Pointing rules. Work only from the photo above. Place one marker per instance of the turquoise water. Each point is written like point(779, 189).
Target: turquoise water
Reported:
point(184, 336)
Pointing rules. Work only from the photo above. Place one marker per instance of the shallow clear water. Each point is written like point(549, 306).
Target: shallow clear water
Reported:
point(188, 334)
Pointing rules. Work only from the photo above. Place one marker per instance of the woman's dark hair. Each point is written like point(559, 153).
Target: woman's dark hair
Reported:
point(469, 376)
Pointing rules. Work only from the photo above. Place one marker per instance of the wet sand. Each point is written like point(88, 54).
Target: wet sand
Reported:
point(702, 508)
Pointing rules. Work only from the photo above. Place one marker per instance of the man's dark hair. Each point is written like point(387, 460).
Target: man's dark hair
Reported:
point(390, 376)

---

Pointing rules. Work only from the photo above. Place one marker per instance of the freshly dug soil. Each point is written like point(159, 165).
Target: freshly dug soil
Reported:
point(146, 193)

--

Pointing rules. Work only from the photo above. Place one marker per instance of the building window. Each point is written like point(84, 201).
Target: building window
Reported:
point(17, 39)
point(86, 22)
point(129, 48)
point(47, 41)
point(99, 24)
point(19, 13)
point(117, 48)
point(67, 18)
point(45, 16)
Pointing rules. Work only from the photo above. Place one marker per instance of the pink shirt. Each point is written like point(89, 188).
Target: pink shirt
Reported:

# Problem
List each line above that contains the word "soil", copying every such line in full.

# Correct output
Pointing rules. Work only from the photo above. Place one marker per instance of the freshly dug soil. Each point is written like point(159, 165).
Target: freshly dug soil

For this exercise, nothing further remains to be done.